## Material for the task

▼▼▼

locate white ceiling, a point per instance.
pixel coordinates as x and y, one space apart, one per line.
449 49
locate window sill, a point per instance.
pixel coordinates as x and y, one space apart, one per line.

▲▲▲

## What is required
Output each line of the material exactly, keeping every word as it appears.

## Response to the task
locate white ceiling, a point per instance.
pixel coordinates as x and y, one space apart, one per line.
449 49
locate window sill, a point per instance.
pixel coordinates as x and y, one space apart, one per line.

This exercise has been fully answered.